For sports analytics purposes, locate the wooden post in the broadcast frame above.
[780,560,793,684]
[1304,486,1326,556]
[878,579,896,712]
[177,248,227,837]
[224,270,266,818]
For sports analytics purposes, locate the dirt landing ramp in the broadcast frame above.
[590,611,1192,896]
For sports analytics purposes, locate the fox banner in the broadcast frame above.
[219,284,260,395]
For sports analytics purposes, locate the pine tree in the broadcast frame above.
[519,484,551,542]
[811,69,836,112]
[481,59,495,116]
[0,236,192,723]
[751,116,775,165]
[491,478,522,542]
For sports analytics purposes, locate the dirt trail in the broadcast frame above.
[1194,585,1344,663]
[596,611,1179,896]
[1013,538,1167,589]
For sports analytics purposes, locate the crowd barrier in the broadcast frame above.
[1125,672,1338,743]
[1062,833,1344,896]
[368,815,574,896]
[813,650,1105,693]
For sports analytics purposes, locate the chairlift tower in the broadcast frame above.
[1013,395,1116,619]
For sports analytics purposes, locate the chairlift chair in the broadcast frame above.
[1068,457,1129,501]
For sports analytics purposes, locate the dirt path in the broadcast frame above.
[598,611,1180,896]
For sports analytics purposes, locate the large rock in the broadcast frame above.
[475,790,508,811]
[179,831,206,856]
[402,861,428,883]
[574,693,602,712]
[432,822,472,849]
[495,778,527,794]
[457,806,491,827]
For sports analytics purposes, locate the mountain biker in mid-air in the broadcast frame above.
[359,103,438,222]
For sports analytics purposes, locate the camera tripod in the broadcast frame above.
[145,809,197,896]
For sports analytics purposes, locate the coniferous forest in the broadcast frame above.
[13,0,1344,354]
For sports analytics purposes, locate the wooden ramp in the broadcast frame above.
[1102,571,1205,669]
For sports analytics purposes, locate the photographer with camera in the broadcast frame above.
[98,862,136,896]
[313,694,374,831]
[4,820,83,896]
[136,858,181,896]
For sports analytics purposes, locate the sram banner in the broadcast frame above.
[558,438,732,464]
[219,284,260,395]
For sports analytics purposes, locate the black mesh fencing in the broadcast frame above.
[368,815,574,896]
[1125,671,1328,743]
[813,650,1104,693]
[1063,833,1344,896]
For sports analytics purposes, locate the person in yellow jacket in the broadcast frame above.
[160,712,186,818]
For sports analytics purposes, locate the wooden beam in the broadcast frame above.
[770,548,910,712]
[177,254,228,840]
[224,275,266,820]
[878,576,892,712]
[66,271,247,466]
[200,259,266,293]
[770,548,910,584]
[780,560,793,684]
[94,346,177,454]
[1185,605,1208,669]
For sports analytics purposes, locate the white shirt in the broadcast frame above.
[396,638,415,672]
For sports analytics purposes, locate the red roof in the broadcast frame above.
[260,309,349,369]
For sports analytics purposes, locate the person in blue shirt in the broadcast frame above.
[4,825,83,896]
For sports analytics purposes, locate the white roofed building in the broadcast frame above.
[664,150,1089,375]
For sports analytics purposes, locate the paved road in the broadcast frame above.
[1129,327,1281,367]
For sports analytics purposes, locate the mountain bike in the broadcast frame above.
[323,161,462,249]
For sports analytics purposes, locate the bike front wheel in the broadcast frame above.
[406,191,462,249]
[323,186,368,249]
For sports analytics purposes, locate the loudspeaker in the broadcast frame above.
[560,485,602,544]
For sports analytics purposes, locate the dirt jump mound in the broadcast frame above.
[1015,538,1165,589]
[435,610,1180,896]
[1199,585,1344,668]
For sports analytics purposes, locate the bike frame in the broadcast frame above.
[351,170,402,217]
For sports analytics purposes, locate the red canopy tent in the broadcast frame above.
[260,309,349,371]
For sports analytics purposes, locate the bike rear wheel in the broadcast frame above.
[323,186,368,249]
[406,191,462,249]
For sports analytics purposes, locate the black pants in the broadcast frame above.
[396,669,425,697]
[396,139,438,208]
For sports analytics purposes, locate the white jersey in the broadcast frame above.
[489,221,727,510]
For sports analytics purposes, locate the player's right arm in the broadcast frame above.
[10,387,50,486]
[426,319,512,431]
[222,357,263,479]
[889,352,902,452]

★ ★ ★ ★ ★ ★ ★

### OPDRACHT
Schrijf alle regels hierboven opnieuw uit en wissel daarbij "broadcast frame" overal om voor "video still"; laat de rest alsjeblieft ongewijzigd.

### ANTWOORD
For sports analytics purposes, locate the wooden post in the video still above.
[780,560,793,684]
[1304,486,1326,556]
[878,579,896,712]
[177,248,227,837]
[224,270,266,818]
For sports analytics purposes, locate the dirt landing ramp in the video still above.
[590,611,1192,896]
For sports analytics purposes, locate the fox banner in the video still above.
[219,284,260,395]
For sports analytics purposes, locate the pine tree in the video still above.
[519,484,551,542]
[811,69,836,112]
[481,59,495,116]
[0,236,192,723]
[751,116,775,165]
[491,478,522,542]
For sports analytics purposes, locate the dirt trail in the video still above.
[1194,585,1344,663]
[596,611,1179,896]
[1013,538,1167,589]
For sports analytics purposes, locate the crowd barrier in the video still above.
[1125,672,1338,743]
[1062,833,1344,896]
[368,815,574,896]
[813,650,1105,693]
For sports analytics purposes, locate the chairlift tower in the video still above.
[1013,395,1116,619]
For sports analytics purposes, locate the chairlift chair in the video still above.
[1068,457,1129,501]
For sports analytics purposes, locate the dirt path in the video still above.
[598,611,1180,896]
For sports analytics purposes, locate the large rock in the video still above.
[475,790,508,811]
[179,831,206,856]
[402,861,428,883]
[574,693,602,712]
[432,822,472,849]
[495,778,527,794]
[457,806,491,827]
For sports analytics purposes, locate the mountain biker in mid-air in the video still above.
[359,103,438,222]
For sports analytics purposes, locate the camera tripod in the video still above.
[145,809,197,896]
For sports analytics purposes, locate the coniferous forest in the video still above.
[13,0,1344,354]
For sports analytics purposes, locate the wooden ramp in the video still above.
[1102,571,1205,669]
For sports analytics purposes, locate the photographer with camera in the video still above.
[98,862,136,896]
[313,694,374,831]
[4,820,83,896]
[136,858,181,896]
For sports analytics purposes, locate the sram banner in the video still above.
[558,438,732,464]
[219,284,260,395]
For sports analytics purposes, locate the black mesh fencing in the video still above.
[368,815,574,896]
[1125,671,1328,743]
[813,650,1104,693]
[1063,833,1344,896]
For sports analytics purposes, locate the person in yellow jacket in the video still above.
[160,712,186,818]
For sports analytics purposes, locate the wooden beam in the video still above.
[770,548,910,712]
[177,254,228,840]
[224,275,266,820]
[878,576,892,712]
[66,271,247,466]
[200,259,266,293]
[770,548,910,584]
[780,560,793,684]
[94,346,177,454]
[1185,605,1208,669]
For sports analytics purposes, locate the white shirt in the video still above.
[396,638,415,672]
For sports analytics purposes, locate the red roof in the video still above.
[260,309,349,369]
For sports analytics purposes, locate the person in blue shirt in the video still above.
[4,825,83,896]
For sports analytics purposes, locate the white roofed building in the video still above.
[664,150,1089,375]
For sports analytics purposes, locate the paved road in the video still above.
[1129,327,1281,367]
For sports analytics purposes, locate the mountain bike in the video still above.
[323,161,462,249]
For sports analytics purposes, locate the bike front wheel in the video still above.
[406,191,462,249]
[323,186,368,249]
For sports analytics purposes, locate the loudspeaker in the video still above.
[560,485,602,544]
For sports analytics purposes, locate the dirt jump mound in the video still above.
[1015,538,1165,589]
[435,610,1180,896]
[1199,585,1344,668]
For sports analytics purposes, locate the bike frame in the video still above.
[351,170,402,217]
For sports analytics purposes, locate the red canopy tent in the video still above.
[260,309,349,371]
For sports analytics purposes, locate the bike rear wheel in the video still above.
[323,186,368,249]
[406,191,462,249]
For sports analytics purposes, locate the black pants in the video still above.
[396,669,425,697]
[396,139,438,208]
For sports analytics purposes, locate the white jersey in the video still above.
[489,221,727,510]
For sports analytics purposes, locate the player's right arm in the video still above.
[10,387,50,486]
[426,319,512,431]
[222,357,263,479]
[889,352,902,452]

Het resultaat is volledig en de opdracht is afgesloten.